Reading passage
.....

Cabaniss was killed in an accident on board the Swatara on January 19, 1882. An official report of the incident was released on March 25 of that year. According to the report, before-noon exercises on board the ship had just been completed when an order was made to prepare rifles for target practice. At around ten in the morning, Cabaniss was assisting in the instruction of the ship's second group of sailors when he broke off and entered the ship's engine room to instruct a sailor on his duties. An experienced sailor, Ensign James P. Parker, was explaining to new sailors how to properly load their guns. He showed them how to load and discharge the weapons using a practice round. He then reloaded his gun with live rounds, but apparently forgot this and fired one of them. The bullet ricocheted off the ship's deck, struck one of the guns, ricocheted off the deck again, and struck Cabaniss, killing him instantly. The ball first entered through his left arm, impacting it so strongly that it broke every bone in his elbow. It then entered his side, tearing his latissimus dorsi muscle; went into his chest, severing every major artery; ricocheted up to near his shoulder, exited his right side, and struck the man he was instructing in the shoulder. Cabaniss was reported to have never made a sound as he fell. The other sailor recovered.

Cabaniss' body was ordered to be embalmed but was not; the damage to his body was so severe that the embalming fluid would leak out. His body was buried in Kobe on February 24 with military honors. The entire crew of the Swatara attended, as well as the entire crew of HMS Flying Fish and many noted Japanese citizens. Ensign Parker reportedly suffered from depression following the accident. Cabaniss' death received significant media coverage in the Eastern United States. The New York Times published an article on its second page, and among other papers that carried the story were the Wilmington Morning Star and the Petersburg Index-Appeal.

.....

Point-per-instance localization data
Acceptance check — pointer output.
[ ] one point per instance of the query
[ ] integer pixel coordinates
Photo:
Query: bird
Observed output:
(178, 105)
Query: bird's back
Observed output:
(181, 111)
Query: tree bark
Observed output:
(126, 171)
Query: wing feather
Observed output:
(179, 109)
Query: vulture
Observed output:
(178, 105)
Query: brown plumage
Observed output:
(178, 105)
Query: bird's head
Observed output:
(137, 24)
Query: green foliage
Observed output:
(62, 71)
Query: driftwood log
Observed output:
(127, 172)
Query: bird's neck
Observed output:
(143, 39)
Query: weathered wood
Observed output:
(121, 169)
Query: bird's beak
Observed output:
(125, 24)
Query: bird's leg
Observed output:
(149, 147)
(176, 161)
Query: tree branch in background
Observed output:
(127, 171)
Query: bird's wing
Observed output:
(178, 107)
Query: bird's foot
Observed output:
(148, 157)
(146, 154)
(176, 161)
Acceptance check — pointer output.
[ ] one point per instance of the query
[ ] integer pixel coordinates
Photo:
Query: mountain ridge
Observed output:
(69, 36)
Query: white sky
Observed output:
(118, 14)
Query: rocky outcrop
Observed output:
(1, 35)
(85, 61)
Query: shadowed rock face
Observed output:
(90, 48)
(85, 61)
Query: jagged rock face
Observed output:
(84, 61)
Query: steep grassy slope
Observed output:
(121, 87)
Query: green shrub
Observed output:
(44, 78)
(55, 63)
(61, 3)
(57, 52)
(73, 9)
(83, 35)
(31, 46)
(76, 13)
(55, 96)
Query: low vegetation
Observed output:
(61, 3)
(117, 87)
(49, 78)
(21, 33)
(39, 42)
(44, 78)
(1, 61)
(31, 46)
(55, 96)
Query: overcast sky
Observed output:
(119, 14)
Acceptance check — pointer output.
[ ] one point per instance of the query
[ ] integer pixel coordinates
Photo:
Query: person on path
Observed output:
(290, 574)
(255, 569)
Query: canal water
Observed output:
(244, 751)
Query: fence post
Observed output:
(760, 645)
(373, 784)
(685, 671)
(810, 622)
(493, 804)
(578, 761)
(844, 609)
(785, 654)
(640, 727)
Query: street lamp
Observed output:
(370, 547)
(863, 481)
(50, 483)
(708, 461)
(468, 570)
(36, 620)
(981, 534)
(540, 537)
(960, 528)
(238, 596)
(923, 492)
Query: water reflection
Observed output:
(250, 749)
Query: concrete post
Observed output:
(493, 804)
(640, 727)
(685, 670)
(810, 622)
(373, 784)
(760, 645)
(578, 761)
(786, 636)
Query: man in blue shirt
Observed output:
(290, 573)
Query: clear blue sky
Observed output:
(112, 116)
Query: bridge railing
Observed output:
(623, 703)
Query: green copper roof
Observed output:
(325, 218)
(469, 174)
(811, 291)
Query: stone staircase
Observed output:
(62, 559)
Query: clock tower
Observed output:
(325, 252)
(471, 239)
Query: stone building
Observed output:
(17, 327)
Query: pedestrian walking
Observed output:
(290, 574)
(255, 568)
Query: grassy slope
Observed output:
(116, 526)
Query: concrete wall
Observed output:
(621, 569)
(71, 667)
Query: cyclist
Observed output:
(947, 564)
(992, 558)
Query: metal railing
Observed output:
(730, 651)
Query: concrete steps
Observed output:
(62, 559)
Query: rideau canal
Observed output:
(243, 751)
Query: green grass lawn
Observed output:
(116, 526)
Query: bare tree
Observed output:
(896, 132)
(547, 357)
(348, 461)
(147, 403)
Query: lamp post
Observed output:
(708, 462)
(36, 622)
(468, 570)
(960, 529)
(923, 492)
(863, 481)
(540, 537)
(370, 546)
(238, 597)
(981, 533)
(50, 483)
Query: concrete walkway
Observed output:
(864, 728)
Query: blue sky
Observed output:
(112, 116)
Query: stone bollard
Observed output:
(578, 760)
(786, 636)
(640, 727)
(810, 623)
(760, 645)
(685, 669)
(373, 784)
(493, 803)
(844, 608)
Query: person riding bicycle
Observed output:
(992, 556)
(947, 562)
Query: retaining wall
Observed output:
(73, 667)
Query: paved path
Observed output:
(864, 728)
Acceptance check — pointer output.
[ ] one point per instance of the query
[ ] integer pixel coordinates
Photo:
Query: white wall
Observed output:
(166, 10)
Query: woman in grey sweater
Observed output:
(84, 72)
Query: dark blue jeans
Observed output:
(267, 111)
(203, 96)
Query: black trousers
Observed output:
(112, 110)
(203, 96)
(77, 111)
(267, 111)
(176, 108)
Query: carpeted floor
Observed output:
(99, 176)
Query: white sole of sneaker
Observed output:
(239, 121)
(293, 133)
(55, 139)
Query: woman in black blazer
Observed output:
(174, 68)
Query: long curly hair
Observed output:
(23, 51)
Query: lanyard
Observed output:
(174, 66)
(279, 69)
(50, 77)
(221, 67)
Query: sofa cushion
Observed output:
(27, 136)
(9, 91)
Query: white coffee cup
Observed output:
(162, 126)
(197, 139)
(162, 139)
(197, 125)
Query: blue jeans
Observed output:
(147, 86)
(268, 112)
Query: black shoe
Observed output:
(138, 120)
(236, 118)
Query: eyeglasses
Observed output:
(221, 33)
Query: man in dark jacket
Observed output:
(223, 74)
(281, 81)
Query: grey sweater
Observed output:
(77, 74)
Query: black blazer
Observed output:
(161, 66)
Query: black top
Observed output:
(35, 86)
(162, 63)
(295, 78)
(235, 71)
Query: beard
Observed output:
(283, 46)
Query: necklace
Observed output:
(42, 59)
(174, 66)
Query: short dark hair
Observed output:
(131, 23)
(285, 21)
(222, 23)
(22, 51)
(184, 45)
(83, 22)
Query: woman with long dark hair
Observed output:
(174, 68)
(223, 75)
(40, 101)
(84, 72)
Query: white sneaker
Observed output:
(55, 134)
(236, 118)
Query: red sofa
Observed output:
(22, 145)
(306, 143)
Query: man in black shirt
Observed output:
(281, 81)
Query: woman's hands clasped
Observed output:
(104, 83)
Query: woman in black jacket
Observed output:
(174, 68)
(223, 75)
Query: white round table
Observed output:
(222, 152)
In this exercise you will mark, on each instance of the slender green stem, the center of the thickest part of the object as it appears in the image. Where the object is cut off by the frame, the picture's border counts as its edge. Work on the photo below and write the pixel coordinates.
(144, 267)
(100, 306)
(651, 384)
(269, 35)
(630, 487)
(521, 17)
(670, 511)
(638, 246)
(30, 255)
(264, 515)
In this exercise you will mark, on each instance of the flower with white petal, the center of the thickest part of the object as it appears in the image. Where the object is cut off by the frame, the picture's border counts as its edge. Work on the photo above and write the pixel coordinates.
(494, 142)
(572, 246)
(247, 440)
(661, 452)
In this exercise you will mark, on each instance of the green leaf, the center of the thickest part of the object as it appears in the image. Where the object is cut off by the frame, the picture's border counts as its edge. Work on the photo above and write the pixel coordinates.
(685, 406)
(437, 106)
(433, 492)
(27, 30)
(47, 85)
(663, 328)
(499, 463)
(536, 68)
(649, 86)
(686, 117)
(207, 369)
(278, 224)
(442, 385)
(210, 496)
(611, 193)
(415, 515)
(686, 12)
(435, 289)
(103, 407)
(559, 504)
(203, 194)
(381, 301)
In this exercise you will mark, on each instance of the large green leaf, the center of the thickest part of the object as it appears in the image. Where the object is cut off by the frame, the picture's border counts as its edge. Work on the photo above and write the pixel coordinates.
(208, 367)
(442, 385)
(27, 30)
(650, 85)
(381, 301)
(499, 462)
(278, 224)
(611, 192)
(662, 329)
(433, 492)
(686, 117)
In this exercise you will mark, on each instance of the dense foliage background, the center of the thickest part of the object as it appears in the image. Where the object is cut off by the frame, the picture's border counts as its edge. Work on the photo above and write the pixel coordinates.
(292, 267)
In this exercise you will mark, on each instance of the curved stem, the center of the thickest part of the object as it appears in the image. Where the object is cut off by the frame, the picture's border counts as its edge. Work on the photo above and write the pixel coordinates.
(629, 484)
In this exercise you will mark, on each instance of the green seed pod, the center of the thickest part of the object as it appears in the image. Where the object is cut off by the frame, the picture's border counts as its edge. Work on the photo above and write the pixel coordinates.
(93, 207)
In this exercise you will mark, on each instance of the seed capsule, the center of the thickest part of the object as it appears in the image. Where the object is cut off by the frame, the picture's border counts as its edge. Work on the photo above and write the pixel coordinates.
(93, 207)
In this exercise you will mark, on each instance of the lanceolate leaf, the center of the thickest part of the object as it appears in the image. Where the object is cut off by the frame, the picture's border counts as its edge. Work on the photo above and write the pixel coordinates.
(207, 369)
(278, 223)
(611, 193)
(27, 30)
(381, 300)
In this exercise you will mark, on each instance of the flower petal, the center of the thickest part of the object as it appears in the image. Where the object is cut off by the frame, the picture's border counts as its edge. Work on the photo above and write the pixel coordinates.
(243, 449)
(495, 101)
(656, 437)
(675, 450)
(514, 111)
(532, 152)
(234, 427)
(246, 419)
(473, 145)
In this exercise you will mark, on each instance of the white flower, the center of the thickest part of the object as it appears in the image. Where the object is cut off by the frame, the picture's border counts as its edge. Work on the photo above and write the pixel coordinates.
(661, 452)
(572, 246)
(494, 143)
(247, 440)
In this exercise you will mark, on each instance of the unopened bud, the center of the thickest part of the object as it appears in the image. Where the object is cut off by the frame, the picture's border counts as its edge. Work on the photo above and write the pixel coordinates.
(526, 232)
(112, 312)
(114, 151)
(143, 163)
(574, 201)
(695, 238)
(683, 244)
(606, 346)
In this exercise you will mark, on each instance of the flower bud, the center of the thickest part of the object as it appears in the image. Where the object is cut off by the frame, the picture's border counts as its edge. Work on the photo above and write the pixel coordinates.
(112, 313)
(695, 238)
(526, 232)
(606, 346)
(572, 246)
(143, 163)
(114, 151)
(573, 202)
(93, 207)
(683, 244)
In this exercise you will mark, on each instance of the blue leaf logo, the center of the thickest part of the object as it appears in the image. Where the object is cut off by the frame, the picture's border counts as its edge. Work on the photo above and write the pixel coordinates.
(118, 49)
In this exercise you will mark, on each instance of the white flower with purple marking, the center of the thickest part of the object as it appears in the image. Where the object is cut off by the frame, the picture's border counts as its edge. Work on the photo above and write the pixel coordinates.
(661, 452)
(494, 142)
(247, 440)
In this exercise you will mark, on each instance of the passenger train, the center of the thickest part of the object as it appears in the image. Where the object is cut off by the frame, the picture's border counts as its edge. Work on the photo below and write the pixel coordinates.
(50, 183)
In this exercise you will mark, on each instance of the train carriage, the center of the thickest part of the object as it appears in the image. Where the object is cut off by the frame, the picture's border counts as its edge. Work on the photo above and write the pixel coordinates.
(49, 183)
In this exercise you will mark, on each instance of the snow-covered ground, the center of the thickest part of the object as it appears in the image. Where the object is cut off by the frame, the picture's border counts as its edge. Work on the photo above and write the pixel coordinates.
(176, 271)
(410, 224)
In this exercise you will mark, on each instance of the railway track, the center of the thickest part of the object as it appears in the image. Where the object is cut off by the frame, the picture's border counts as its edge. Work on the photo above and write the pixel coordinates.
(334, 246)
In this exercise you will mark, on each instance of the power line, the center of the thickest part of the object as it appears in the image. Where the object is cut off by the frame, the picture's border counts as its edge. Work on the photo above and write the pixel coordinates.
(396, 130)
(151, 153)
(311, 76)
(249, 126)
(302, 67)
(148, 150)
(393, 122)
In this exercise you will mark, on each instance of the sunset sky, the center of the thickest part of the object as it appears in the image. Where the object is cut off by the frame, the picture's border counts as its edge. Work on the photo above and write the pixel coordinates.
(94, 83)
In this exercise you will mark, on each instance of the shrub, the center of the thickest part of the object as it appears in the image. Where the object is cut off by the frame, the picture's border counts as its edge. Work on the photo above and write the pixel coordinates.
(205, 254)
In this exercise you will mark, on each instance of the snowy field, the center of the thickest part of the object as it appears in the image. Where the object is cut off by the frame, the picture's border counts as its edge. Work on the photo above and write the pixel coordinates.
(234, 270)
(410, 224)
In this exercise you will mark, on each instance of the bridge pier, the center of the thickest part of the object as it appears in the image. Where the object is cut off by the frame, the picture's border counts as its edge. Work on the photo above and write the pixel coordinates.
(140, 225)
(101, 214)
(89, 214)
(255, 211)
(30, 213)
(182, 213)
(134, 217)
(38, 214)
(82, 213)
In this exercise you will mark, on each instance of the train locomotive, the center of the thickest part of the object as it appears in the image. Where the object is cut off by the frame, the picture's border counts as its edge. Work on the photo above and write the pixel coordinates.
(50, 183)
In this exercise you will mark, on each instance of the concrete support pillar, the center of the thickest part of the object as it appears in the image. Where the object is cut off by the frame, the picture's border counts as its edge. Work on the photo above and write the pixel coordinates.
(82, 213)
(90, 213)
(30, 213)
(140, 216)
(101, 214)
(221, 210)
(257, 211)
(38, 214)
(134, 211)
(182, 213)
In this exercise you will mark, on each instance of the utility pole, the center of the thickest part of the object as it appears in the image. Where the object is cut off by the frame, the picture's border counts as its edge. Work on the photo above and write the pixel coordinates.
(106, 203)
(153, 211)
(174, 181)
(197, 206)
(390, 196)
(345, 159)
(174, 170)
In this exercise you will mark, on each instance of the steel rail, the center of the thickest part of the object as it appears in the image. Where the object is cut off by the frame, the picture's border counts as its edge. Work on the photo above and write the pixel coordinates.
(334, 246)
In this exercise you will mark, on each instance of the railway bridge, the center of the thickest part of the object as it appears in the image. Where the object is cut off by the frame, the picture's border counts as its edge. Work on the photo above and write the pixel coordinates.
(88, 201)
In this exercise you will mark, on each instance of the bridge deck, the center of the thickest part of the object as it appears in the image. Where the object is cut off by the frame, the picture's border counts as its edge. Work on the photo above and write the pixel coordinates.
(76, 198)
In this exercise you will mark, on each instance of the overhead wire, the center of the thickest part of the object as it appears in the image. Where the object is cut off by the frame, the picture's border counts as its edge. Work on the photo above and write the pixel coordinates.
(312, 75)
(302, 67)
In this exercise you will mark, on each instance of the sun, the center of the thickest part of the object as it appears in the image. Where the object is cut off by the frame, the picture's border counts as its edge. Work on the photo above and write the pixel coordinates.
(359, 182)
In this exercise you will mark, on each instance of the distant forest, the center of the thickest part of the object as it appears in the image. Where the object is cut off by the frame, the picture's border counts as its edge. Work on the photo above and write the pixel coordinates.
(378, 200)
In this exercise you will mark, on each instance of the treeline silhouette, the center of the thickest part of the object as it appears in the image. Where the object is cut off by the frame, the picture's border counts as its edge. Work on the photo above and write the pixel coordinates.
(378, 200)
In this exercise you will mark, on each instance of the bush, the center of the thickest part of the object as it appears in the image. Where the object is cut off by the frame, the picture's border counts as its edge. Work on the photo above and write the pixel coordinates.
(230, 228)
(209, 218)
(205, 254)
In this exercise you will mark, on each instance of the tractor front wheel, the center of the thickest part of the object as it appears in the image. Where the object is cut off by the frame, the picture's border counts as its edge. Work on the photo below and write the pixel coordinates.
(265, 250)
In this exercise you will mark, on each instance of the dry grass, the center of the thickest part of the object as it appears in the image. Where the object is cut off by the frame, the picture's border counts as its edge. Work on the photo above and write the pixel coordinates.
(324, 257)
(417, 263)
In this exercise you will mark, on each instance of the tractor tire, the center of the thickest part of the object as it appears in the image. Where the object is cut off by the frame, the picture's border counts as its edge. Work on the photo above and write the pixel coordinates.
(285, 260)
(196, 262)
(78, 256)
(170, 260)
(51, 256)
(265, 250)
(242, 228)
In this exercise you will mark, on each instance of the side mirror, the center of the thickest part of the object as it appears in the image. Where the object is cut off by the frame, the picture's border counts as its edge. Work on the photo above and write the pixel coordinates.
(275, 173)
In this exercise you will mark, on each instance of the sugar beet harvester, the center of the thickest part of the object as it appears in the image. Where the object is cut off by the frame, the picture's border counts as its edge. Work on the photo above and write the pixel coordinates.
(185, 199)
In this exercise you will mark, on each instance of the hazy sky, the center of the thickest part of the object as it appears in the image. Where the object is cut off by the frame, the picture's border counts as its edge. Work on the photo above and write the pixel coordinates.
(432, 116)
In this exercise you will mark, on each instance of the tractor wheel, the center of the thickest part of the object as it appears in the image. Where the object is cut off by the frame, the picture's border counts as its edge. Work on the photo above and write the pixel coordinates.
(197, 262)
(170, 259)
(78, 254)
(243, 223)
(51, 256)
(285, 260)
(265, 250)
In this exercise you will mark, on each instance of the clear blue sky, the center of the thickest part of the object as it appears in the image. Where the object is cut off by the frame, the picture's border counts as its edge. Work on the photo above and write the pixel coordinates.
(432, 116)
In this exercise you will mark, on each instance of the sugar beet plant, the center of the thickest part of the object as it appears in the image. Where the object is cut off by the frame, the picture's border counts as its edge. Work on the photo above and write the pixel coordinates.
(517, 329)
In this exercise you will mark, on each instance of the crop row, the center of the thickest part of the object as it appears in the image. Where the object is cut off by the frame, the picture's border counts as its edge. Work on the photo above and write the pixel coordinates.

.....

Problem
Using the passage on Cabaniss' death, answer these:
1. On what date was the official report of the incident released?
2. Where and on what date was Cabaniss buried?
3. On which page did The New York Times publish its article?

Result of the exercise
1. March 25, 1882
2. In Kobe, on February 24
3. The second page